(DIRECTIONS FOR THIS TASK):
Repeat all of the rows below word for word, and leave the pictures out of your copy.

(RECORDS PROVIDED):

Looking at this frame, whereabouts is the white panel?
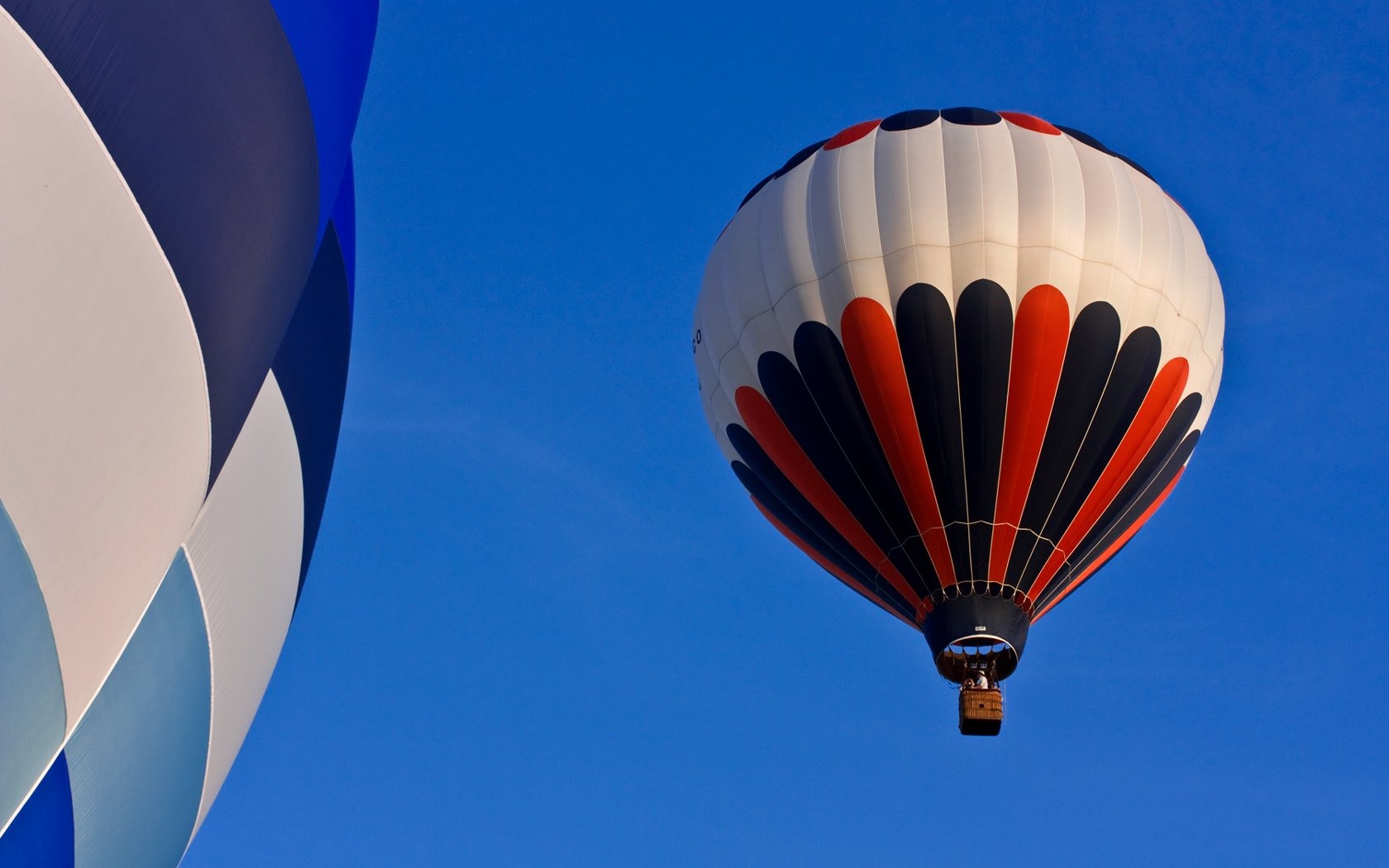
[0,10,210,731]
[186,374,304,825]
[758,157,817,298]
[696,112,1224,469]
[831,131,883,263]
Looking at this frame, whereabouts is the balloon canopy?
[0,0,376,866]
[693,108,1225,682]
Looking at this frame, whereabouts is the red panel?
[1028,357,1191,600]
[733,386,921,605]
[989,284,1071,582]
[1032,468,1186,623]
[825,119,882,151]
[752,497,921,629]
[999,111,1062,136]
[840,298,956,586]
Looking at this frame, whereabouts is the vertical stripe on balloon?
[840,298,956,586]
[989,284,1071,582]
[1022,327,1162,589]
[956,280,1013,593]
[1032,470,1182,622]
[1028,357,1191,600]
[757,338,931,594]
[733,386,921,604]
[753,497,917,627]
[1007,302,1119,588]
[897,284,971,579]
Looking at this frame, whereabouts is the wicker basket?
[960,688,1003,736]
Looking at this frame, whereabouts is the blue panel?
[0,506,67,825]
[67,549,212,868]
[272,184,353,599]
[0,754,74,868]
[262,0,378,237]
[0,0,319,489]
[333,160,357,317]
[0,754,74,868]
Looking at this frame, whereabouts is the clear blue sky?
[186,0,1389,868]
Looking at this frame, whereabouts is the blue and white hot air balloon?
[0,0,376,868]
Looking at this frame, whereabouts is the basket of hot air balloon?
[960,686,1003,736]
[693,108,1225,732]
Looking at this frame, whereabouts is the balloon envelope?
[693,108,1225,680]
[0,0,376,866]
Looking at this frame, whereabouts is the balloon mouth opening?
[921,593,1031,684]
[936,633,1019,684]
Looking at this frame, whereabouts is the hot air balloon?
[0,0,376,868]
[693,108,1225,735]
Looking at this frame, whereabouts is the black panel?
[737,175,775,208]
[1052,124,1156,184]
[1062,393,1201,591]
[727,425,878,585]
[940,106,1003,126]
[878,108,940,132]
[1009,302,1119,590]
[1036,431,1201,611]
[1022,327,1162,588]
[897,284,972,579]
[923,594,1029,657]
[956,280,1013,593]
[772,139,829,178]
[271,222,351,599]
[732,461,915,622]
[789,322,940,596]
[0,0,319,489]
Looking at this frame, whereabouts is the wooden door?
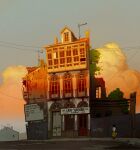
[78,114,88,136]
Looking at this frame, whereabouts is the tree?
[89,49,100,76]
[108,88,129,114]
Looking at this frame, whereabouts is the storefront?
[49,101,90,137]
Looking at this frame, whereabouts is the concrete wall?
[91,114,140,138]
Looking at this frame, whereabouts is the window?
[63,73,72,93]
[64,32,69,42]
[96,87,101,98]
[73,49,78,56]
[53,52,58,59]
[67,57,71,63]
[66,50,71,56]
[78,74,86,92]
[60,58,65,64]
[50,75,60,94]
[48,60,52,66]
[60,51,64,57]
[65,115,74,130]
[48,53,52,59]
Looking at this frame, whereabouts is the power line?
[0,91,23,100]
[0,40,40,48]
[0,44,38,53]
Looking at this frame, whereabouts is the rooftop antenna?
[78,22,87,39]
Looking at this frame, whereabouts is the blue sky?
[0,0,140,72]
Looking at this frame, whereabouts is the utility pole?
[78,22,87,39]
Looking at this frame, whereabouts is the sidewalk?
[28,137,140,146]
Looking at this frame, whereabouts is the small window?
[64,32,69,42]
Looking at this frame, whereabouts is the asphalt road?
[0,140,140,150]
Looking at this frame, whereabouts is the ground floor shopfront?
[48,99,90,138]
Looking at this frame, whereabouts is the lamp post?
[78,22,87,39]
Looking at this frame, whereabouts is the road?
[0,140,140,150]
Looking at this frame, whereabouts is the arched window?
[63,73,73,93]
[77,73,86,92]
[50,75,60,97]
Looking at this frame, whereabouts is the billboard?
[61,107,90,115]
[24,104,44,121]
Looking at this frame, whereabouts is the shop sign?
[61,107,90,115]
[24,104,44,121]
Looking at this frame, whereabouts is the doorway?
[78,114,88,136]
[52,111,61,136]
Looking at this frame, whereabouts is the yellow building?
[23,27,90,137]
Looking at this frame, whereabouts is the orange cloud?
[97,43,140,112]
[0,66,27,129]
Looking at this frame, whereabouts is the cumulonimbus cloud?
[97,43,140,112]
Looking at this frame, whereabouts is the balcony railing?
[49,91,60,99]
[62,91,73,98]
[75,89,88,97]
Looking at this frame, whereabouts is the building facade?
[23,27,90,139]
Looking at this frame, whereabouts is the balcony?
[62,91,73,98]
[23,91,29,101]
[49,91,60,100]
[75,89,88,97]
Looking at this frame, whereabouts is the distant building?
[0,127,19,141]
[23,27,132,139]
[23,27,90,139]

(EXERCISE OUTPUT):
Looking at this frame, whereabouts is the white panel?
[0,10,210,731]
[186,374,304,825]
[758,157,817,298]
[696,112,1224,469]
[831,131,883,263]
Looking at this frame, whereabouts is the balloon canopy?
[0,0,376,866]
[693,108,1225,682]
Looking at this frame, whereabouts is the red panel?
[1028,357,1191,600]
[733,386,921,605]
[989,284,1071,582]
[1032,468,1186,623]
[825,119,882,151]
[752,497,921,629]
[999,111,1062,136]
[840,298,956,586]
Looking at this frame, whereabouts is the vertical stripe on balloon?
[840,298,956,586]
[989,284,1071,582]
[1022,327,1162,589]
[956,280,1013,593]
[1032,470,1182,622]
[1028,357,1191,600]
[757,338,931,594]
[733,386,921,604]
[753,497,917,627]
[1007,302,1119,588]
[897,284,971,579]
Looking at this frame, whereabouts is the wicker basket?
[960,688,1003,736]
Looking at this frame, whereabouts is the blue panel?
[0,506,67,825]
[67,549,212,868]
[272,184,353,599]
[0,754,74,868]
[262,0,378,237]
[0,0,319,489]
[333,160,357,317]
[0,754,74,868]
Looking at this frame, whereabouts is the clear blue sky?
[186,0,1389,868]
Looking at this frame, whereabouts is the blue and white hot air balloon?
[0,0,376,868]
Looking at this frame, whereabouts is the basket of hot air balloon?
[960,686,1003,736]
[693,108,1225,732]
Looking at this frame, whereabouts is the balloon envelope?
[693,108,1225,680]
[0,0,376,866]
Looking at this frame, whereabouts is the balloon mouth opening?
[921,593,1031,684]
[936,633,1019,684]
Looking at this frame, whereabouts is the hot air balloon?
[0,0,376,868]
[693,108,1225,735]
Looking at this frame, whereabouts is the black panel?
[737,175,775,208]
[1052,124,1156,184]
[1062,393,1201,591]
[727,425,878,585]
[940,106,1003,126]
[878,108,940,132]
[1009,302,1119,590]
[1036,431,1201,611]
[1022,327,1162,588]
[897,284,972,579]
[923,594,1029,657]
[956,280,1013,593]
[772,139,829,178]
[271,222,351,599]
[732,461,915,622]
[789,322,940,596]
[0,0,319,489]
Looking at this frame, whereabouts is the wooden door?
[78,114,88,136]
Looking at this frame, whereabouts is the tree?
[89,49,100,76]
[108,88,129,114]
Looking at this frame, whereabouts is the storefront?
[49,101,90,137]
Looking at this frame, whereabouts is the concrete wall?
[91,114,140,138]
Looking at this frame, whereabouts is the window?
[63,73,72,93]
[64,32,69,42]
[96,87,101,98]
[73,49,78,56]
[53,52,58,59]
[67,57,71,63]
[66,50,71,56]
[78,74,86,92]
[60,58,65,64]
[50,75,60,94]
[48,60,52,66]
[60,51,64,57]
[65,115,74,130]
[48,53,52,59]
Looking at this frame, whereabouts is the power line?
[0,91,23,100]
[0,40,40,48]
[0,44,38,53]
Looking at this frame, whereabouts is the rooftop antenna?
[78,22,87,39]
Looking at this frame, whereabouts is the blue sky?
[0,0,140,72]
Looking at this frame, whereabouts is the utility pole?
[78,22,87,39]
Looking at this frame, whereabouts is the sidewalk?
[28,137,140,146]
Looking at this frame, whereabouts is the small window?
[64,32,69,42]
Looking at this frame, whereabouts is the asphalt road?
[0,140,140,150]
Looking at this frame, whereabouts is the ground floor shopfront?
[48,99,90,138]
Looking at this frame, whereabouts is the lamp post?
[78,22,87,39]
Looking at this frame, whereabouts is the road?
[0,140,140,150]
Looking at this frame, whereabouts is the arched window?
[63,73,73,93]
[77,73,86,92]
[50,75,60,97]
Looking at this frame, whereabouts is the billboard?
[61,107,90,115]
[24,104,44,121]
Looking at this frame, whereabouts is the shop sign?
[61,107,90,115]
[24,104,44,121]
Looking at this frame, whereabouts is the doorway?
[78,114,88,136]
[52,111,61,136]
Looking at this frame, whereabouts is the yellow building?
[23,27,90,137]
Looking at this frame, whereabouts is the orange cloud?
[97,43,140,112]
[0,66,27,129]
Looking at this frame, whereabouts is the cumulonimbus cloud?
[97,43,140,112]
Looking at this frame, whereabouts is the balcony railing?
[49,91,60,99]
[62,91,73,98]
[75,89,88,97]
Looking at this frame, whereabouts is the building facade?
[23,27,90,139]
Looking at this frame, whereabouts is the balcony?
[62,91,73,98]
[23,91,29,101]
[49,91,60,100]
[75,89,88,97]
Looking at this frame, whereabouts is the distant building?
[0,127,19,141]
[23,27,132,139]
[23,27,90,139]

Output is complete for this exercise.